*To do*: From the post on the curfew ruling, list each group that sits on the seats outside the village shops, along with the time of day it is there.

Something To Cheer About
As I predicted here, the High Court has ruled that the Government's blanket curfews on people under 16 are illegal. These gave the police the power to pick up teenagers and take them to their home if they were on the streets after 9pm even if they had done nothing wrong.
Imagine the outcry if the Government made it illegal to carry a mobile phone in your car because a minority of motorists use their phones while driving.
Even if the concept of Human Rights had never been dreamed of, this law breached every principle of natural justice and the entrenched legal principle of the presumption of innocence.
This isn't quite the end of the story because the Government are going to waste vast amounts of public money by appealing against the decision. But I don't see how any higher court can overturn the ruling.
Instead, we should be hailing the anonymous boy who brought the case (with the support of Liberty) as a national hero. He is proof that there are many young people with principles, guts and determination and it's time we started respecting them for it.
On the same topic, I hear Ministers and others saying we have to find ways of stopping young people hanging around.
What is this nonsense? Hanging around with friends (or 'hanging out' as it's now called) is something young people have always done. If they're not doing anything illegal or anti-social, what the hell is the problem?
In my village there are seats outside the shops. In the mornings, elderly people hang around there chatting. In the afternoon, it's often young mothers with small children. In the evenings, it's usually teenagers. None of these groups, including the last, cause any trouble.
It's true that the teenage boys do a lot of spitting. Some of them sit with their heads between their legs slowly expectorating a long dribble of spit until there is a pool of spittle on the ground. I'm less concerned by the unpleasantness of this than puzzled as to why they do it. Are there any psychologists out there with an explanation? I'm sure that my generation never did it. Is there any connection with the canine trait of marking out territory? I have over-active saliva glands myself but this never causes me to spit in the street.
But even this minor unpleasantness needs to be kept in perspective. A woman in one of Alan Bennett's plays says 'Last week I saw a man pissing in Jermyn Street. And I thought is this the end of civilisation.......or is it just a man pissing in Jermyn Street?'
What vandalism and anti-social behaviour we get in this village doesn't arise from teenagers hanging around and chatting with their friends. It mostly occurs between 11pm and midnight on a Friday and Saturday night when they emerge from the pubs. Yet the Government has made it easier to get planning permission to open more pubs and is extending opening hours. One of their justifications for this is that the innocent, law-abiding drinkers should not be penalised because of the activities of a few. Er....isn't that where we came in with the argument against blanket curfews?

*Extracted information*:
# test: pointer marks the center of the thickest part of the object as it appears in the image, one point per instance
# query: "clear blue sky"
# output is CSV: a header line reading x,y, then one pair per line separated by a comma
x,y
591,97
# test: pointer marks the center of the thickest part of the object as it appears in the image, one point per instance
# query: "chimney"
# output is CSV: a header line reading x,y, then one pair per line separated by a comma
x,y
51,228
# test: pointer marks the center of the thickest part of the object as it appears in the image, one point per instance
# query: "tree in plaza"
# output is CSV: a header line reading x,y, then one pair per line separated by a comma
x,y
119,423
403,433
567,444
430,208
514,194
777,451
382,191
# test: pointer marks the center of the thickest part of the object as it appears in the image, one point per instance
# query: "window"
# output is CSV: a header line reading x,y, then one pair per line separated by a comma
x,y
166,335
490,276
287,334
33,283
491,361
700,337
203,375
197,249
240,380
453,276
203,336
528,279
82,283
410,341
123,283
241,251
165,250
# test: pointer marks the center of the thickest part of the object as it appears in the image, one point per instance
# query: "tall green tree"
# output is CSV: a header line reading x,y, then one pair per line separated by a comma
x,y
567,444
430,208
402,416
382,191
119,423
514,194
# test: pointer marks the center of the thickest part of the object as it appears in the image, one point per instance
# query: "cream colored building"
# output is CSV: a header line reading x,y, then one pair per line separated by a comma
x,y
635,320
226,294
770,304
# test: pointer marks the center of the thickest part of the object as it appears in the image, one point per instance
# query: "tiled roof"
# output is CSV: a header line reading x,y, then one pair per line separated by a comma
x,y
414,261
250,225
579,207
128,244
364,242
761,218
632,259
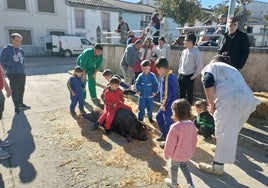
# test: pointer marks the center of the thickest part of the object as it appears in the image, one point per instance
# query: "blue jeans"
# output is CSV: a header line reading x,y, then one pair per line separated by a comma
x,y
174,172
143,104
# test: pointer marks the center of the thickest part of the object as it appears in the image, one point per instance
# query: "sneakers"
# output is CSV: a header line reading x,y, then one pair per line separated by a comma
x,y
24,107
162,145
107,132
213,148
207,139
83,112
4,143
17,110
161,138
190,186
169,183
96,101
95,126
4,154
212,168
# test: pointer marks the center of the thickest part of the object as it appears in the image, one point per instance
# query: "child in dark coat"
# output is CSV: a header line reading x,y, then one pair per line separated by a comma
x,y
76,88
113,100
147,87
204,121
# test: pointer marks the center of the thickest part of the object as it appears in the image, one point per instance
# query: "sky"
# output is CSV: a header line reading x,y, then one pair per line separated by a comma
x,y
205,3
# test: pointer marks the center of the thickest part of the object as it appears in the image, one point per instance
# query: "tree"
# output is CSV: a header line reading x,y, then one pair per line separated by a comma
x,y
181,11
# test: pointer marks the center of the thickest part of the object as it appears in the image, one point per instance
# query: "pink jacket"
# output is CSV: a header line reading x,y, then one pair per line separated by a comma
x,y
181,141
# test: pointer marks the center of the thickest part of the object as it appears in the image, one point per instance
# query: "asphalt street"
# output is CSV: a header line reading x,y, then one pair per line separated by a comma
x,y
46,92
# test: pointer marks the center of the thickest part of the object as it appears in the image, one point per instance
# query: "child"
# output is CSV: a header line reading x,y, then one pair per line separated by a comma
x,y
107,74
153,60
190,66
76,88
204,121
113,100
147,87
168,94
181,142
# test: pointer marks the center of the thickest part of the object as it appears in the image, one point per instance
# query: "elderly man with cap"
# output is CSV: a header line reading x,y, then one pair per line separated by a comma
x,y
123,29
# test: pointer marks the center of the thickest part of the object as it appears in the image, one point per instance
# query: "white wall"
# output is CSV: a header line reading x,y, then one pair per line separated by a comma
x,y
38,22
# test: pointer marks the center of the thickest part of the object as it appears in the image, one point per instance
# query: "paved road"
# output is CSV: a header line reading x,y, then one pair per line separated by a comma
x,y
46,92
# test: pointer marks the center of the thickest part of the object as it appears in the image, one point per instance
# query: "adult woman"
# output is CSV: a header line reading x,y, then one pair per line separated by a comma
x,y
230,102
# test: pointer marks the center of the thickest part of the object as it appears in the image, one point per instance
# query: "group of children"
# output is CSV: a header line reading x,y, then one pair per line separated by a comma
x,y
173,116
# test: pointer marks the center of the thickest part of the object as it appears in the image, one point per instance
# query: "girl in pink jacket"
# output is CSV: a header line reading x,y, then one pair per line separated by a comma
x,y
181,142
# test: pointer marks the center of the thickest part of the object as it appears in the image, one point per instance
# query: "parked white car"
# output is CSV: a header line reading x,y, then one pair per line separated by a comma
x,y
69,45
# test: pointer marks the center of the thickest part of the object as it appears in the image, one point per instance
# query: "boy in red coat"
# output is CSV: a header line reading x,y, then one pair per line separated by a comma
x,y
113,100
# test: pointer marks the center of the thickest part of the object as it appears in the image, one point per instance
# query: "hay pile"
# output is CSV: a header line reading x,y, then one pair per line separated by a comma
x,y
142,163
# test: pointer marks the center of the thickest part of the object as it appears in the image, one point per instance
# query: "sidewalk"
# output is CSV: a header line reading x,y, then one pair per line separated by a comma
x,y
52,150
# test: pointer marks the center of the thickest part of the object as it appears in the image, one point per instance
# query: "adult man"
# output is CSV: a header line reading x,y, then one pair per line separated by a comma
x,y
3,84
235,44
12,60
123,29
90,60
222,23
190,66
130,57
230,101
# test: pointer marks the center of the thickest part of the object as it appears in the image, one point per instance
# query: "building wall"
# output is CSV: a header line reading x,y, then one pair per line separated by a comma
x,y
254,72
257,9
39,23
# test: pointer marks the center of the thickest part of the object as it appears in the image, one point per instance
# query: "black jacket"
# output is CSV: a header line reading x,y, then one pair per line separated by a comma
x,y
237,47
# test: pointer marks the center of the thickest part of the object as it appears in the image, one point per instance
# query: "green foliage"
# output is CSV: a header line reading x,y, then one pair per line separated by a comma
x,y
181,11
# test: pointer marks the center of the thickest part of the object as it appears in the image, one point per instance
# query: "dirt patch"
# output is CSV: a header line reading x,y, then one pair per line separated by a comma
x,y
92,159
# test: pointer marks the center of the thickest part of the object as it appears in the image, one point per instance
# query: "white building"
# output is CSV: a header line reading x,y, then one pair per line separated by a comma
x,y
34,19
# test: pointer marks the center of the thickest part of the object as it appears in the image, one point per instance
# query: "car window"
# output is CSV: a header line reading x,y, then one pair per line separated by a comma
x,y
85,42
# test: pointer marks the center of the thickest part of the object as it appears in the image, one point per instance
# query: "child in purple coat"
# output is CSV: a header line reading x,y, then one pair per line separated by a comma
x,y
181,142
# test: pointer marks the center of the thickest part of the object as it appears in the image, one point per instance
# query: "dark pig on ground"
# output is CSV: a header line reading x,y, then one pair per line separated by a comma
x,y
126,124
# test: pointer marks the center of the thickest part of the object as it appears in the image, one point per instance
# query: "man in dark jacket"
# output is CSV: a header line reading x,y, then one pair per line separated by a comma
x,y
235,44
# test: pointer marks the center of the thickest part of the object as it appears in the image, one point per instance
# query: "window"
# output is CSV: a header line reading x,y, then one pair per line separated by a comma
x,y
85,42
15,4
105,21
46,6
79,19
26,34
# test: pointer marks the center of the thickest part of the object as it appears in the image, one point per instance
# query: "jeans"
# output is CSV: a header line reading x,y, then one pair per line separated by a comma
x,y
174,172
17,84
186,87
128,75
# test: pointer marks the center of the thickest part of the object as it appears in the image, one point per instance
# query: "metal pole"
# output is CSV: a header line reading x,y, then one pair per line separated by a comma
x,y
231,9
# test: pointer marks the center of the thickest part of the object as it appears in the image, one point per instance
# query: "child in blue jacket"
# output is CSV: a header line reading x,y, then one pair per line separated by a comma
x,y
76,88
168,94
147,87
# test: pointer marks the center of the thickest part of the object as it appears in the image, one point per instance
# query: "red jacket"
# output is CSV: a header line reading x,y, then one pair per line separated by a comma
x,y
113,100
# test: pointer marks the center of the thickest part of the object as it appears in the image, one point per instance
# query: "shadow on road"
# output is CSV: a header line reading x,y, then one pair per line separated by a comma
x,y
22,147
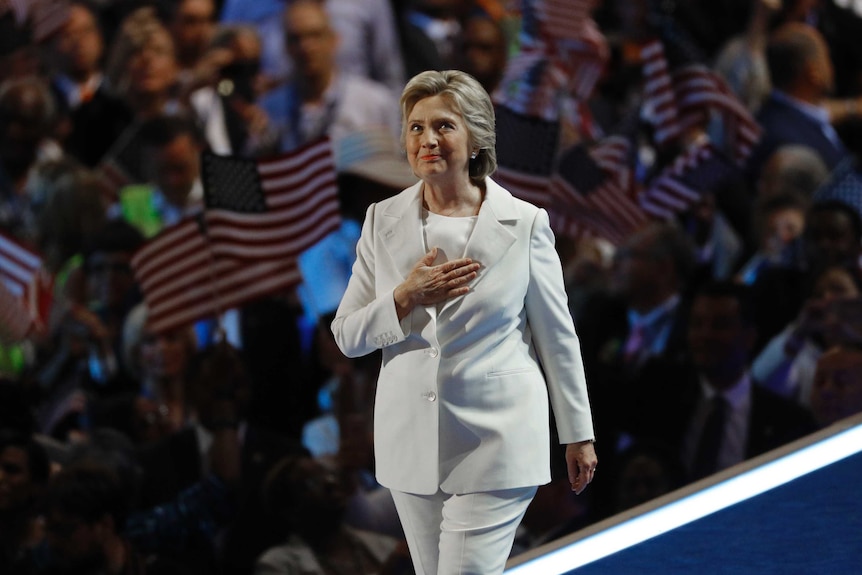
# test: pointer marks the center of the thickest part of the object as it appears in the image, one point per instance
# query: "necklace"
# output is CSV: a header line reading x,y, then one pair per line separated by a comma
x,y
457,211
354,565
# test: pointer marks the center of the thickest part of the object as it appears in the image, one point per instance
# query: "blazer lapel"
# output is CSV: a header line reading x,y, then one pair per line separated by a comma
x,y
491,238
401,233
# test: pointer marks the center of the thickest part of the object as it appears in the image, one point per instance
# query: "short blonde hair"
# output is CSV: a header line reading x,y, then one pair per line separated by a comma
x,y
469,97
136,31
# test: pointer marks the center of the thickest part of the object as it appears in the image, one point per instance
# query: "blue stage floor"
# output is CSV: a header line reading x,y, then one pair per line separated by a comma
x,y
809,525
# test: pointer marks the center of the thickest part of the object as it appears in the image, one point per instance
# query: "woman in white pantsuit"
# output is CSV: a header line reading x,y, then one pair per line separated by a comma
x,y
460,285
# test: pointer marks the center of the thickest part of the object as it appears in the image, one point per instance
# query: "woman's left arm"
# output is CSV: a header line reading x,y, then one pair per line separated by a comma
x,y
554,336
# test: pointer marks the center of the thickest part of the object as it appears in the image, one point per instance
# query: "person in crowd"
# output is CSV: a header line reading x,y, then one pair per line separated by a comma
x,y
641,315
779,221
431,32
85,510
160,363
86,358
368,43
92,116
24,470
483,52
719,246
70,209
802,76
322,100
837,390
452,319
554,512
309,500
787,363
792,168
170,149
184,529
142,66
232,120
710,411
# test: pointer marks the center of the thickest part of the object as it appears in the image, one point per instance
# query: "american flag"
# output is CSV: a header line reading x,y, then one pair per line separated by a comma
x,y
562,54
20,270
699,90
591,188
271,208
561,18
700,169
532,83
259,217
526,150
659,100
47,17
844,185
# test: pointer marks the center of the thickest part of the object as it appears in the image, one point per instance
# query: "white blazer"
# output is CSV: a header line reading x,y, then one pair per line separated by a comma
x,y
471,413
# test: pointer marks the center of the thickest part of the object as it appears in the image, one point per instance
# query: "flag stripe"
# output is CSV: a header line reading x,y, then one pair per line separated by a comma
x,y
234,253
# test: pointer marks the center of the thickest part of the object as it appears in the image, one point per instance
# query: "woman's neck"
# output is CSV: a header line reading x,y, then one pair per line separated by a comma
x,y
457,200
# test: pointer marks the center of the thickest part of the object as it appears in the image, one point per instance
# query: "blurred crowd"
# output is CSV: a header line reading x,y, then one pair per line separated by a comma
x,y
242,443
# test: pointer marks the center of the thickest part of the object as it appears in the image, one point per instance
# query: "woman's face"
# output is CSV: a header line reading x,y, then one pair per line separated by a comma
x,y
837,391
153,69
437,141
835,284
165,355
782,227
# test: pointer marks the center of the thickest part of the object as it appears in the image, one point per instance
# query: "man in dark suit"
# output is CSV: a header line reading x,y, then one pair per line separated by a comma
x,y
641,317
802,77
709,410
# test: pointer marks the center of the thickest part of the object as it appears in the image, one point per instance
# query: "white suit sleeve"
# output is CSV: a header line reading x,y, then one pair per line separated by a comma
x,y
554,336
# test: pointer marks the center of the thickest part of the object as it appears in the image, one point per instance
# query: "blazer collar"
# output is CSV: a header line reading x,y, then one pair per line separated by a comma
x,y
490,240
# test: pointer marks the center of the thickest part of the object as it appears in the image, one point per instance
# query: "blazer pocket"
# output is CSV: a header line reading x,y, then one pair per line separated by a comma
x,y
513,371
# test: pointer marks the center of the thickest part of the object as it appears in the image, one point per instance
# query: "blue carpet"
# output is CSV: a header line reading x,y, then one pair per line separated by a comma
x,y
809,526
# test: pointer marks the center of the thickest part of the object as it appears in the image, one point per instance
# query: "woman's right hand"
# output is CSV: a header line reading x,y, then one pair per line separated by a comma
x,y
429,284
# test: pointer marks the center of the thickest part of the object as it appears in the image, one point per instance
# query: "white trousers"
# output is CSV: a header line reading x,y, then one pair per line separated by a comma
x,y
468,534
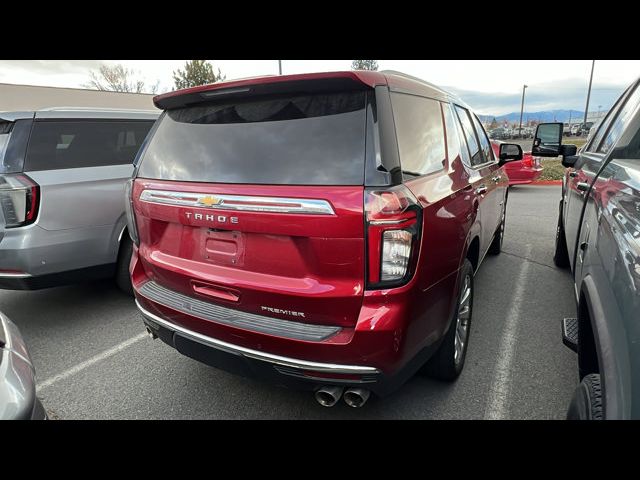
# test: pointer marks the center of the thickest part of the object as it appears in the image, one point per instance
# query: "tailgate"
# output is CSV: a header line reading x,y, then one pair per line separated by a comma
x,y
287,252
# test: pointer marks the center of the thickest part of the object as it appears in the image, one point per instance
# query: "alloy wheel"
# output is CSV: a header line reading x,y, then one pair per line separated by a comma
x,y
462,321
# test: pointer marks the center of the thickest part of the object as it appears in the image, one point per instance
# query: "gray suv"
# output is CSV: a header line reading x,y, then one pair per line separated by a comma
x,y
598,240
62,210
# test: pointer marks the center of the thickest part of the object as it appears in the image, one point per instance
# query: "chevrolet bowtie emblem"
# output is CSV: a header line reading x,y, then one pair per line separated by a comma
x,y
209,200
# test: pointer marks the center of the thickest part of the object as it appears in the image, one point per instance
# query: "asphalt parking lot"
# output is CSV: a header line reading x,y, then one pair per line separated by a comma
x,y
94,361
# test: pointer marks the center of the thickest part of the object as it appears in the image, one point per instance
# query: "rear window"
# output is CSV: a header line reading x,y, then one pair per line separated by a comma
x,y
297,140
84,143
13,145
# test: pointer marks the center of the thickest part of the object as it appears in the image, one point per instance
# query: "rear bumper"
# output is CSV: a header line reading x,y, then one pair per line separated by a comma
x,y
34,252
299,371
247,361
18,399
12,281
284,371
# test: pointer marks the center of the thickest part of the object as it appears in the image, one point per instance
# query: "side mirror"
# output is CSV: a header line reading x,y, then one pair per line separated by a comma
x,y
509,152
569,157
547,140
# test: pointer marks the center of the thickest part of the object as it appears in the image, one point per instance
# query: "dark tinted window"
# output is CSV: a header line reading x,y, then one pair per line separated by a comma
x,y
484,140
5,131
472,141
300,140
420,133
75,144
604,124
622,120
454,147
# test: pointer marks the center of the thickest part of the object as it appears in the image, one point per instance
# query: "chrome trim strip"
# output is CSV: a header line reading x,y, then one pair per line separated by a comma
x,y
244,203
262,356
15,275
195,307
387,222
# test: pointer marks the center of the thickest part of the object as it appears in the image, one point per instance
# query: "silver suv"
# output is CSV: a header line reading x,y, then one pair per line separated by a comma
x,y
62,210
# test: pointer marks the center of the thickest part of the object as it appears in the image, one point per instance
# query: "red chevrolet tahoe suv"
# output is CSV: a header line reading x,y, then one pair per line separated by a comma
x,y
320,230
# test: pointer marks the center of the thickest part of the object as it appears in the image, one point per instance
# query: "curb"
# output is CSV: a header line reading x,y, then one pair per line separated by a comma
x,y
547,182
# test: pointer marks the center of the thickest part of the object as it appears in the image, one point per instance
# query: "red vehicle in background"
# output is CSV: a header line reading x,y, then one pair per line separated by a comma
x,y
522,171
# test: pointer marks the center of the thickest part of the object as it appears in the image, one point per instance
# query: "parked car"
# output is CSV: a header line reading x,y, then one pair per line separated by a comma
x,y
598,238
522,171
585,128
316,230
18,400
62,175
522,132
576,129
499,133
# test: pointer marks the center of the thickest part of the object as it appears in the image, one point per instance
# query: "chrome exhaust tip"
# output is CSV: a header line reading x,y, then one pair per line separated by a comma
x,y
151,333
356,397
328,396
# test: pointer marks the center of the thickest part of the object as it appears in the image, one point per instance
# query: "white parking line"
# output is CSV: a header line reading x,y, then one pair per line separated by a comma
x,y
93,360
498,404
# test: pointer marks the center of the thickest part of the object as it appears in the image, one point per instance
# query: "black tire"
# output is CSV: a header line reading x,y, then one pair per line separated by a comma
x,y
123,279
561,255
443,364
496,245
586,403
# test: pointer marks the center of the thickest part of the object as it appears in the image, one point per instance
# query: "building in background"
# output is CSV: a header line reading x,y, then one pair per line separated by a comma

*Output for this exercise*:
- Elderly people: mornings
- Young mothers with small children: afternoon
- Teenagers: evenings